What to work on:
From the listing below, output only the lines starting at the line that has "104L135 123H150L149 110L141" and ending at the line that has "69L43 88L47 108L149", exactly as they appear, ends included.

Records provided:

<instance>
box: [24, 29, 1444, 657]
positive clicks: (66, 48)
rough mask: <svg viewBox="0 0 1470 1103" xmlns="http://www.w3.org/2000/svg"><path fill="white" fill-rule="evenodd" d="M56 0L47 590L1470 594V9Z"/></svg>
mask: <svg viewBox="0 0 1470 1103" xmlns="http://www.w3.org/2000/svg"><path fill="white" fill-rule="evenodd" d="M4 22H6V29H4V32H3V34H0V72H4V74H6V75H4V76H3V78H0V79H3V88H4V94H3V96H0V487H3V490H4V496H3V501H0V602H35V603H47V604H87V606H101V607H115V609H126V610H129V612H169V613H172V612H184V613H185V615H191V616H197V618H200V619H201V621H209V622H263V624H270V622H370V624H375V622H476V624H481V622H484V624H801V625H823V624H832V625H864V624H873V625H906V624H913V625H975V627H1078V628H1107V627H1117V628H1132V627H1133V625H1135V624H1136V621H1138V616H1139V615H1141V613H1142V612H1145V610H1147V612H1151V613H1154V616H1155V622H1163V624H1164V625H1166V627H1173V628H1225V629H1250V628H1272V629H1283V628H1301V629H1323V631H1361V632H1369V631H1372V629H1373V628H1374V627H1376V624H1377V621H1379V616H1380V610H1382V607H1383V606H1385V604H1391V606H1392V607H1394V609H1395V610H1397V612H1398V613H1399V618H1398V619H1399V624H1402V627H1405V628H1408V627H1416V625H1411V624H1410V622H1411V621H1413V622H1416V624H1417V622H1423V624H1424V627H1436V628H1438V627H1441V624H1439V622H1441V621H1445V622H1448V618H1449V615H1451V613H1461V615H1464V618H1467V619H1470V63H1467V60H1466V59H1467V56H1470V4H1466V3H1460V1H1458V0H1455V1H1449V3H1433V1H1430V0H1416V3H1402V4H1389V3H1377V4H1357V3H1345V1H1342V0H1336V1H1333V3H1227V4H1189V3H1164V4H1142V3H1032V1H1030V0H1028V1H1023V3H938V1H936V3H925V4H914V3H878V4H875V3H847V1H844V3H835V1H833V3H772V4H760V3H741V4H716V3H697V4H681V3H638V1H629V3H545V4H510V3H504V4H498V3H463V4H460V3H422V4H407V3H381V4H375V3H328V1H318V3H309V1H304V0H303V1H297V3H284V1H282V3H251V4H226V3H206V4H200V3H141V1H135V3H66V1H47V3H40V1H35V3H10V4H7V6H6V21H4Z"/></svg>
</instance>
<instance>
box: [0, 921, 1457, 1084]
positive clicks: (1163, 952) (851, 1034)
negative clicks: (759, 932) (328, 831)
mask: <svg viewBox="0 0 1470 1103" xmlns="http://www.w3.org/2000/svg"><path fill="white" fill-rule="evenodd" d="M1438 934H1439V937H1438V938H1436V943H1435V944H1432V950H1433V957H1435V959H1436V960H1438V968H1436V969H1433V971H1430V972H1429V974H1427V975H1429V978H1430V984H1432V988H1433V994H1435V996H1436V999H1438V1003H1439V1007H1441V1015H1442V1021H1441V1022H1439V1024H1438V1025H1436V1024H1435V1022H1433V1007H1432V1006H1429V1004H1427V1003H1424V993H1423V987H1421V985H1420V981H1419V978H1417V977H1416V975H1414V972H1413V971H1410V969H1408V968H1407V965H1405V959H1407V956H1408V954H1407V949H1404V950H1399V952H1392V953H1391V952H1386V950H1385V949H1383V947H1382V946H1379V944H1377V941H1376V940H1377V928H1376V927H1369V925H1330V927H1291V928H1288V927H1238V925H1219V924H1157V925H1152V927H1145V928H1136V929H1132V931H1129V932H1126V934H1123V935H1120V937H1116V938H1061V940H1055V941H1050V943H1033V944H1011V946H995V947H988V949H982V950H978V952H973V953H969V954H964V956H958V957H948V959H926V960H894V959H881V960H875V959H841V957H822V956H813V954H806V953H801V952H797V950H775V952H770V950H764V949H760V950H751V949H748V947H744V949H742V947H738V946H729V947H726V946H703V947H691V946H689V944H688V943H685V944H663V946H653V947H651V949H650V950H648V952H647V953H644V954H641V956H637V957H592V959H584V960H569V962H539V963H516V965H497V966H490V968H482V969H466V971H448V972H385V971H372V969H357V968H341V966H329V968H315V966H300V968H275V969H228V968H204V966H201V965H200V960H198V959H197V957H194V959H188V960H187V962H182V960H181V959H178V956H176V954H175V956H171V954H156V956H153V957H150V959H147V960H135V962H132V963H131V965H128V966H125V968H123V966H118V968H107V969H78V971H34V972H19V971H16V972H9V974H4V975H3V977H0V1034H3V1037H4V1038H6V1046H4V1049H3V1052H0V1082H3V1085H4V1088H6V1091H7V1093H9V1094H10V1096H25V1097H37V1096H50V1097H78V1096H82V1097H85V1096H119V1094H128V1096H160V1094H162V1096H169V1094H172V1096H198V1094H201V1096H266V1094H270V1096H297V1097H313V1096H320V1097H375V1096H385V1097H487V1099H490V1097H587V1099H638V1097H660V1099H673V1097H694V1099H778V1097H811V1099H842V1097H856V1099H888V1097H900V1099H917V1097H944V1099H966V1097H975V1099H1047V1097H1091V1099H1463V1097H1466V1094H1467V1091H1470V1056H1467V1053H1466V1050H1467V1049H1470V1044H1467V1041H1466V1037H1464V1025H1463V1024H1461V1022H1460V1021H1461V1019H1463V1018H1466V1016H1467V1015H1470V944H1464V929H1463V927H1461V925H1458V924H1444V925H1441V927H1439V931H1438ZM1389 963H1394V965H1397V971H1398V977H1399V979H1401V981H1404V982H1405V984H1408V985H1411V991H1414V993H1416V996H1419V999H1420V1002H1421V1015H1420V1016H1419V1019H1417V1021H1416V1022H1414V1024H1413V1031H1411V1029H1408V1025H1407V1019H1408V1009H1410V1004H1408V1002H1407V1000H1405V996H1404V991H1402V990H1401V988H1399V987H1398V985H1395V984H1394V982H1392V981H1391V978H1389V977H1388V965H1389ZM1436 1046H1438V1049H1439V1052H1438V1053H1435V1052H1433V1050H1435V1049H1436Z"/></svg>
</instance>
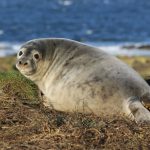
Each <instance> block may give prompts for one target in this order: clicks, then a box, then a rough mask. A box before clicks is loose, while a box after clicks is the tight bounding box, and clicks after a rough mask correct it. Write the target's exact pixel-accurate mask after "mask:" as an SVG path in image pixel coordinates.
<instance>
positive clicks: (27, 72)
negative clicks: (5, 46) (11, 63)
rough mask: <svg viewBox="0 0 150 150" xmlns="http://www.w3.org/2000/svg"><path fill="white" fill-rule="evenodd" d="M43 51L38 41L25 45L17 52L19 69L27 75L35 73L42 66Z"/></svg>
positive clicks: (17, 64) (33, 73) (16, 63)
mask: <svg viewBox="0 0 150 150" xmlns="http://www.w3.org/2000/svg"><path fill="white" fill-rule="evenodd" d="M42 57H43V56H42V53H41V49H40V46H39V45H38V43H36V42H28V43H26V44H25V45H23V46H22V47H21V48H20V50H19V52H18V54H17V63H16V67H17V69H18V70H19V71H20V72H21V73H22V74H23V75H24V76H26V77H29V76H32V75H34V74H35V73H36V72H37V70H38V68H39V67H40V66H41V65H40V63H41V61H42Z"/></svg>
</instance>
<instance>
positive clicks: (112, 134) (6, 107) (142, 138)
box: [0, 66, 150, 150]
mask: <svg viewBox="0 0 150 150" xmlns="http://www.w3.org/2000/svg"><path fill="white" fill-rule="evenodd" d="M9 67H10V66H9ZM10 68H11V67H10ZM3 71H4V70H3ZM22 87H24V88H22ZM0 149H1V150H9V149H10V150H12V149H13V150H43V149H45V150H47V149H52V150H53V149H56V150H59V149H60V150H62V149H71V150H74V149H75V150H84V149H121V150H122V149H123V150H124V149H135V150H137V149H147V150H148V149H150V126H149V125H144V124H141V125H137V124H136V123H135V122H133V121H130V120H129V119H127V118H126V117H123V116H107V115H102V116H99V117H98V116H95V115H93V114H89V115H85V114H80V113H77V112H73V113H64V112H58V111H55V110H50V109H48V108H45V107H44V106H43V104H42V100H41V99H40V98H39V96H38V90H37V88H36V86H35V85H34V84H33V83H32V82H30V81H28V80H26V79H25V78H24V77H22V76H21V75H19V74H18V73H17V72H3V73H0Z"/></svg>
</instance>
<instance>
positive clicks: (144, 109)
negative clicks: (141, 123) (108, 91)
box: [128, 97, 150, 123]
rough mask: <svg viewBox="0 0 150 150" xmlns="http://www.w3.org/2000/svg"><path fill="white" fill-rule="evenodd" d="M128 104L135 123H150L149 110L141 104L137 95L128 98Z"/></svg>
mask: <svg viewBox="0 0 150 150" xmlns="http://www.w3.org/2000/svg"><path fill="white" fill-rule="evenodd" d="M128 104H129V105H128V106H129V109H130V111H131V113H132V115H133V116H134V119H135V121H136V122H137V123H150V111H148V110H147V109H146V108H145V107H144V106H143V105H142V103H141V101H140V100H139V98H138V97H131V98H129V101H128Z"/></svg>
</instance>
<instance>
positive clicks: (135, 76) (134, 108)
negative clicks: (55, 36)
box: [16, 38, 150, 122]
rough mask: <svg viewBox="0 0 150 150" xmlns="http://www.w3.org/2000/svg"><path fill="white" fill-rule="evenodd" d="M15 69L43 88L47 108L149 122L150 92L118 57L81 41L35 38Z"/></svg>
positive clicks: (144, 83) (23, 53) (18, 54)
mask: <svg viewBox="0 0 150 150" xmlns="http://www.w3.org/2000/svg"><path fill="white" fill-rule="evenodd" d="M16 67H17V68H18V70H19V71H20V72H21V73H22V74H23V75H24V76H25V77H27V78H29V79H30V80H32V81H33V82H34V83H35V84H37V85H38V87H39V89H40V90H41V91H42V92H43V93H44V95H45V96H46V97H47V99H46V105H47V106H49V107H52V108H54V109H56V110H60V111H67V112H73V111H78V112H82V113H94V114H96V115H100V114H101V113H103V114H114V113H120V114H125V115H127V116H129V117H130V118H131V119H134V120H135V121H136V122H150V112H149V111H148V110H147V109H146V108H145V107H144V106H143V102H144V103H145V104H146V105H147V104H150V87H149V85H148V84H147V83H146V82H145V81H144V80H143V79H142V77H141V76H140V75H139V74H138V73H137V72H136V71H134V70H133V69H132V68H131V67H129V66H128V65H126V64H125V63H123V62H122V61H121V60H119V59H117V58H116V57H115V56H112V55H110V54H107V53H106V52H104V51H102V50H100V49H98V48H96V47H92V46H89V45H85V44H83V43H80V42H76V41H73V40H68V39H61V38H46V39H35V40H31V41H29V42H27V43H25V44H24V45H23V46H22V47H21V48H20V50H19V52H18V54H17V63H16Z"/></svg>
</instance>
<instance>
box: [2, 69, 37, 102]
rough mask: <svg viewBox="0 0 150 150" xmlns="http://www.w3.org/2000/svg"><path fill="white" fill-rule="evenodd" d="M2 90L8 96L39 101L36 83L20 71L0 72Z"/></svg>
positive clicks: (21, 99) (3, 92) (27, 99)
mask: <svg viewBox="0 0 150 150" xmlns="http://www.w3.org/2000/svg"><path fill="white" fill-rule="evenodd" d="M0 90H1V91H2V92H3V93H4V94H6V95H7V96H10V97H17V98H20V100H22V101H27V102H28V103H37V101H38V89H37V87H36V85H35V84H34V83H33V82H31V81H30V80H28V79H27V78H25V77H24V76H23V75H21V74H20V73H19V72H18V71H11V72H1V73H0Z"/></svg>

Written response:
rough mask: <svg viewBox="0 0 150 150" xmlns="http://www.w3.org/2000/svg"><path fill="white" fill-rule="evenodd" d="M128 104L135 123H150L149 110L141 104L137 95L128 98Z"/></svg>
mask: <svg viewBox="0 0 150 150" xmlns="http://www.w3.org/2000/svg"><path fill="white" fill-rule="evenodd" d="M128 104H129V105H128V106H129V109H130V111H131V113H132V115H133V116H134V119H135V121H136V122H137V123H150V111H148V110H147V109H146V108H145V107H144V106H143V105H142V103H141V101H140V100H139V98H138V97H131V98H129V101H128Z"/></svg>
</instance>
<instance>
positive clicks: (135, 76) (134, 108)
negative clicks: (55, 36)
box: [16, 38, 150, 122]
rough mask: <svg viewBox="0 0 150 150" xmlns="http://www.w3.org/2000/svg"><path fill="white" fill-rule="evenodd" d="M15 69L43 88L47 108L149 122L150 92L118 57L81 41L35 38Z"/></svg>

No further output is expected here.